Записи для упражнения -
--

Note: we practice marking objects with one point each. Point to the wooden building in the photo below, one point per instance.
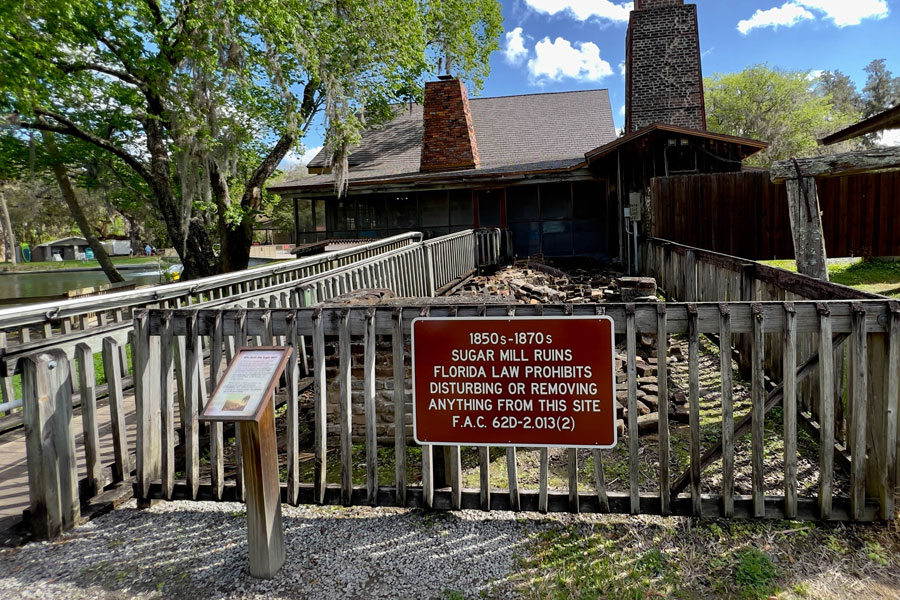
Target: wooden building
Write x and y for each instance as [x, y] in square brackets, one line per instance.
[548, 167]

--

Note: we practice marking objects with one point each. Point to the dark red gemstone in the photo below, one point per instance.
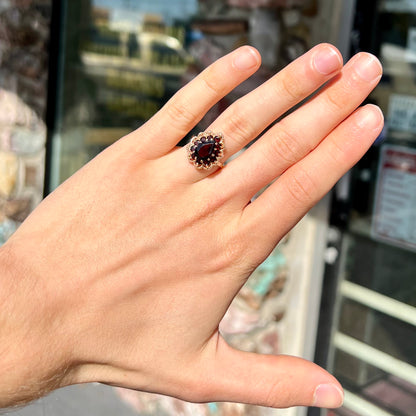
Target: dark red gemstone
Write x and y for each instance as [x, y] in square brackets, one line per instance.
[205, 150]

--

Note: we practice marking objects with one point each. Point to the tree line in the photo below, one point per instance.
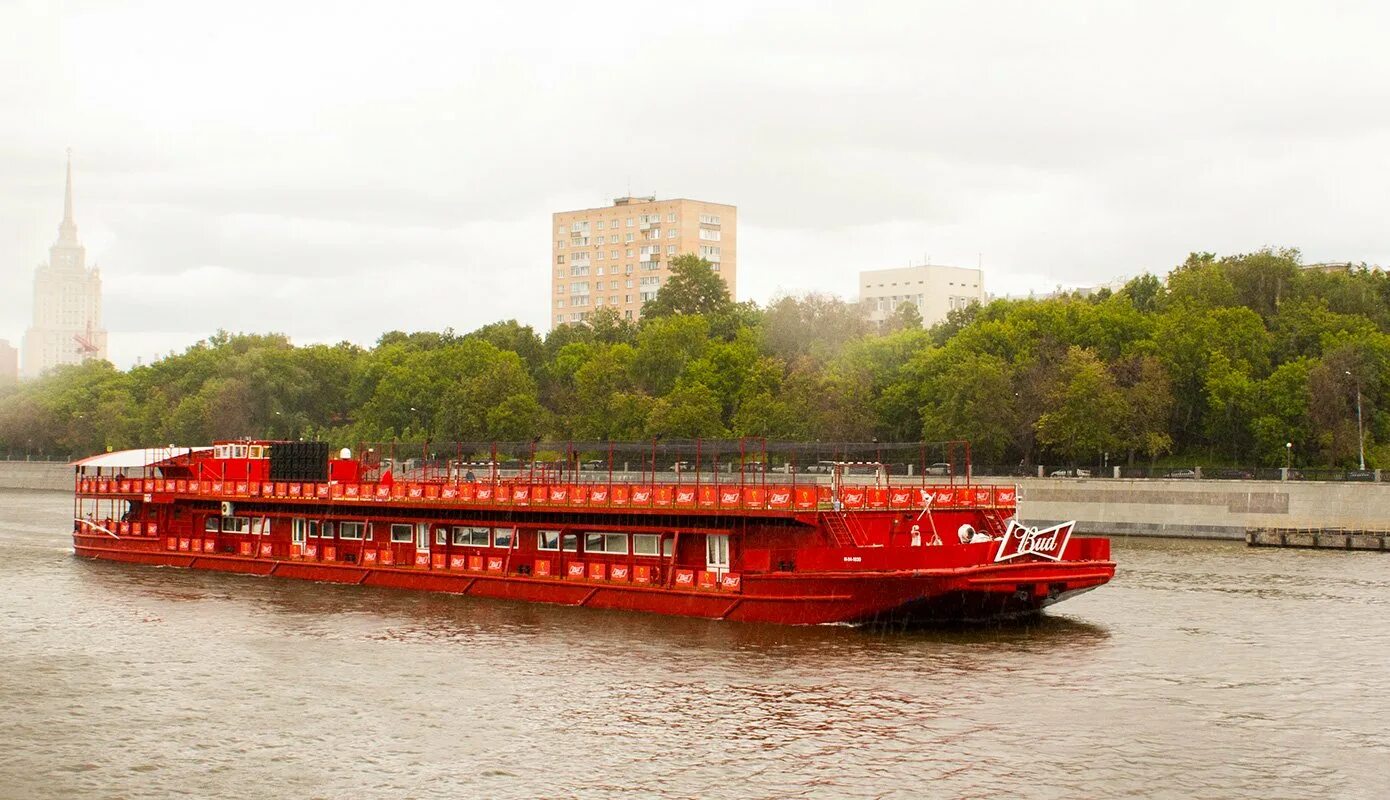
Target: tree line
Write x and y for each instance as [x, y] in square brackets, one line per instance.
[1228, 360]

--

Что нужно сделать -
Оформите в виде таблицы Markdown со столбцами «№» и «Текст» строки, начиная со строки с «to the tree» и дальше по строку с «[1228, 360]» включительно. Пустые строки пропустите, картинки в ответ не включайте.

Ответ к упражнению -
| № | Текст |
|---|---|
| 1 | Note: we practice marking objects with one point each. Point to the tree line in the photo below, one point per instance. |
| 2 | Target: tree line |
| 3 | Write x and y for each instance as [x, y] in square brackets, one line per instance. |
| 4 | [1228, 360] |